■ **GIVEN EXERCISE**
Only the lines from the one containing "Where can you find the river water?" through the end of the entries should be repeated, exactly as they appear, first and last included.

** BEGIN RECORDS SUPPLIED **

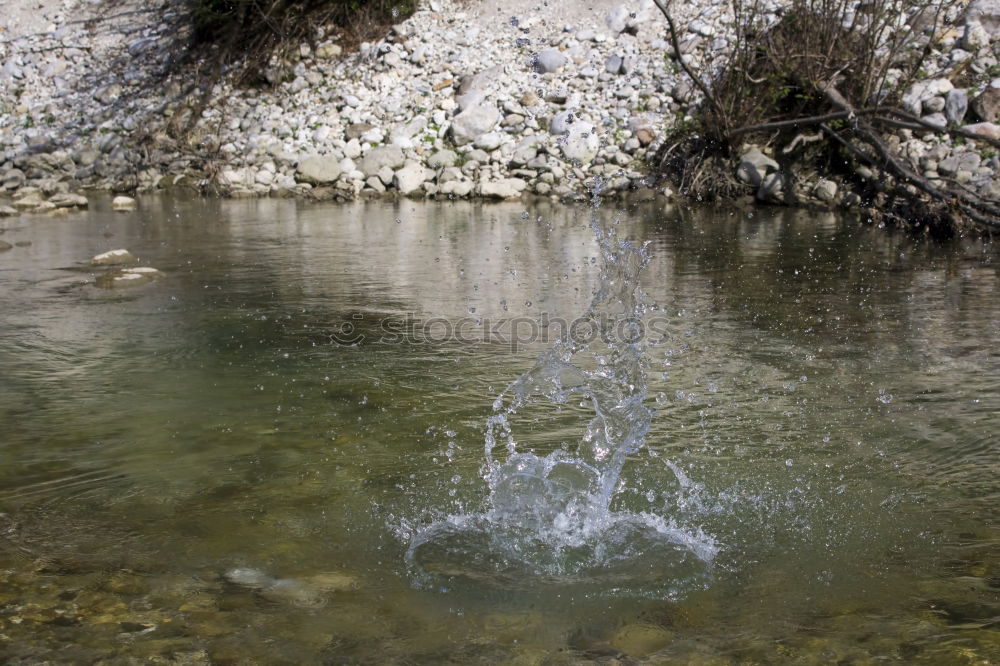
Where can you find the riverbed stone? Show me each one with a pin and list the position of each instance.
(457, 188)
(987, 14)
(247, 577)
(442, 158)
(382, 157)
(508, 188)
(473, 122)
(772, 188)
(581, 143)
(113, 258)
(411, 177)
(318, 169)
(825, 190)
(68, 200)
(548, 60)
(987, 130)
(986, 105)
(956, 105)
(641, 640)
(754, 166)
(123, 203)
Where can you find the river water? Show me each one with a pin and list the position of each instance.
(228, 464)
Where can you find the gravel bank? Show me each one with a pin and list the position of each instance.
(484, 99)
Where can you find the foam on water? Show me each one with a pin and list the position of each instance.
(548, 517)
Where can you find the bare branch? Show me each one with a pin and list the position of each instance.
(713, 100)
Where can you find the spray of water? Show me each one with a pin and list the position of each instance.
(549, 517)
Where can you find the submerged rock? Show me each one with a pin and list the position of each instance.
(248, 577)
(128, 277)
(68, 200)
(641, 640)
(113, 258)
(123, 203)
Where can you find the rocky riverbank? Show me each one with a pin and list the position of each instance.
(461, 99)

** END RECORDS SUPPLIED **

■ **SOLUTION TO THIS EXERCISE**
Where can you find the river water? Show me each one with a pin and list the position of each instance.
(228, 464)
Where can you find the gravel bank? Show me each one with a pin and list the position of each instance.
(484, 99)
Where can you find the foam on water? Show me each one with a pin and list the position of each instance.
(548, 517)
Where can you find the bare branch? Show me each one with a pin and list the position of each instance.
(713, 100)
Where can you find the spray of water? Show me each one with a pin and list the position of each instance.
(549, 517)
Where can you find the submerged rock? Show me each one with a pin and list the position of each instance.
(248, 577)
(128, 277)
(68, 200)
(641, 640)
(113, 258)
(123, 203)
Where can you find the rocky riverbank? Show me each one with a pin and list the position of each instance.
(461, 99)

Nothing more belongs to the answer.